__Required task 1__.
Reproduce the forum thread on uncomputable sets and higher-order arithmetic word for word, from start to finish.

__Excerpted text__.
════════════════

I have read a bit about second order arithmetic and increasing
complexity, and how some sets of numbers are uncomputable (e.g. the
set of numbers corresponding to Chaitin's constant). Does the notion
of an uncomputable set extend any higher, i.e. to sets of sets of
numbers (third order arithmetic)?

On Aug 6, 11:08 pm, djr...@bath.ac.uk wrote:

Actually, I guess I mean "complexity" rather than "uncomputability".
No computer program can rattle off one by one the elements of an
uncountable set!

[Also, "number" means "natural number", naturally.]

On 7 août, 00:08, djr...@bath.ac.uk wrote:

Computable means: there is an algorithm (a Turing machine) to compute
it. For instance, le real number pi is computable because there is an
algorithm that 'lists' all its digits. It will never stops but we can
go on until we reach any desired precision. Most reals are not
computable in this sense however since the set of Turing machines is
countable.

Baudouin

On 6 Aug, 23:08, djr...@bath.ac.uk wrote:

You might be interested in this article, which I have googled anyway:

http://plato.stanford.edu/entries/logic-higher-order/#4

"We have seen that, although the set V¹ of valid formulas of first-
order logic is computably enumerable, the corresponding set V² for
second-order logic (with the standard semantics) is vastly more
complex.   This phenomenon does not continue into the higher orders."

-LV

════════════════

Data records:
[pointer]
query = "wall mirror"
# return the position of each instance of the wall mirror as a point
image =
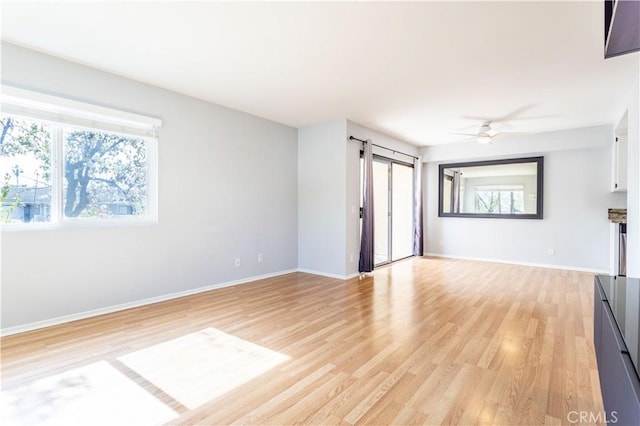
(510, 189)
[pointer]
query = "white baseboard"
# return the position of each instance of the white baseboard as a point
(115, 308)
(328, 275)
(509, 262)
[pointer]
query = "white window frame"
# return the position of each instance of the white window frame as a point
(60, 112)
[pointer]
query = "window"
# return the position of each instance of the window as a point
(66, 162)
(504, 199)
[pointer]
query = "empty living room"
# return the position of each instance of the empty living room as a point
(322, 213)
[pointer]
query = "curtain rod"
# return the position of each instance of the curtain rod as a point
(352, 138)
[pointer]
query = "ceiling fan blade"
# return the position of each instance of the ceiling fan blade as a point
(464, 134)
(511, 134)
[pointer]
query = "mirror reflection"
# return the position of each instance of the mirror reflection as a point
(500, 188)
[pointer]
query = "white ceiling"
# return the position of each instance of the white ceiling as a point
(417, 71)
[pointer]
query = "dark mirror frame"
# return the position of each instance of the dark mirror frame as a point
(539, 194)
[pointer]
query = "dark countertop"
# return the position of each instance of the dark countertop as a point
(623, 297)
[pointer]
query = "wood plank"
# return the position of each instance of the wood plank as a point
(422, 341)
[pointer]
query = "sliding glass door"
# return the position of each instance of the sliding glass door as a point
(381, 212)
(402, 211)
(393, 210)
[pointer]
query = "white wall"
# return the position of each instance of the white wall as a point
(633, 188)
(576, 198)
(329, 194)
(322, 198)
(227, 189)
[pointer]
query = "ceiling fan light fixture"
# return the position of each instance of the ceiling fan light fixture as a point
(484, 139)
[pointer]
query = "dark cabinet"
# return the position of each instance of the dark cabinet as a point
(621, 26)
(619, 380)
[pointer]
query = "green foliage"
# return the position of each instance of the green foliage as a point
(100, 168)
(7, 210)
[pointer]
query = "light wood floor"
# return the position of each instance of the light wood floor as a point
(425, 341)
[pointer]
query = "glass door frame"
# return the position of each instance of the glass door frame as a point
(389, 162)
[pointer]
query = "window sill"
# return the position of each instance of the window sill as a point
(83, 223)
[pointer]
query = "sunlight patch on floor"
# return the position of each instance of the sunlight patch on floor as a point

════════════════

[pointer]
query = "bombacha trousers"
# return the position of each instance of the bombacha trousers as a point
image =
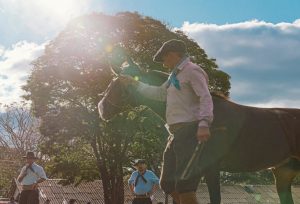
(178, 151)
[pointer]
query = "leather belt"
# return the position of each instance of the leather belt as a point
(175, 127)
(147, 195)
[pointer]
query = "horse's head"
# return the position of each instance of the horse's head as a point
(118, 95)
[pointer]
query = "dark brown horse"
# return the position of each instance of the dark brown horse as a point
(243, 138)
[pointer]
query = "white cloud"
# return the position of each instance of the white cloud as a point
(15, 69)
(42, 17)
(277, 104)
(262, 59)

════════════════

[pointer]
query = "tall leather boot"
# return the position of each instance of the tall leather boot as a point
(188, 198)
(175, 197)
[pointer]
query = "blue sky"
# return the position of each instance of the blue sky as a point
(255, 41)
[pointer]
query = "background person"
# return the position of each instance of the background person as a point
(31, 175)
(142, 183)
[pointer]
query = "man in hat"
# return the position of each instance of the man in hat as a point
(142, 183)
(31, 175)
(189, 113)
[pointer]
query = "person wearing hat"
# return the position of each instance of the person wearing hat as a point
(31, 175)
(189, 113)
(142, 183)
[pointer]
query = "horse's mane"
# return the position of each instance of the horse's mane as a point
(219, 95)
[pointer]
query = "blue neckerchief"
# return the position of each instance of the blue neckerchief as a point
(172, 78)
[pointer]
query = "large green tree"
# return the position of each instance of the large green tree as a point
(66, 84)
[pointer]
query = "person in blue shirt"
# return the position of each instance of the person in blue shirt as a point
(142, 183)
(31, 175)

════════════════

__Required task 2__.
Return each line of the records that contains the string "large". Case counts, so match capitals and lowercase letters exactly.

__Task output 1__.
I have read a bit about second order arithmetic and increasing
complexity, and how some sets of numbers are uncomputable (e.g. the
set of numbers corresponding to Chaitin's constant). Does the notion
of an uncomputable set extend any higher, i.e. to sets of sets of
numbers (third order arithmetic)?

On Aug 6, 11:08 pm, djr...@bath.ac.uk wrote:

Actually, I guess I mean "complexity" rather than "uncomputability".
No computer program can rattle off one by one the elements of an
uncountable set!

[Also, "number" means "natural number", naturally.]

On 7 août, 00:08, djr...@bath.ac.uk wrote:

Computable means: there is an algorithm (a Turing machine) to compute
it. For instance, le real number pi is computable because there is an
algorithm that 'lists' all its digits. It will never stops but we can
go on until we reach any desired precision. Most reals are not
computable in this sense however since the set of Turing machines is
countable.

Baudouin

On 6 Aug, 23:08, djr...@bath.ac.uk wrote:

You might be interested in this article, which I have googled anyway:

http://plato.stanford.edu/entries/logic-higher-order/#4

"We have seen that, although the set V¹ of valid formulas of first-
order logic is computably enumerable, the corresponding set V² for
second-order logic (with the standard semantics) is vastly more
complex.   This phenomenon does not continue into the higher orders."

-LV

__Task output 2__.
query = "large green tree"
# return the position of each instance of the large green tree as a point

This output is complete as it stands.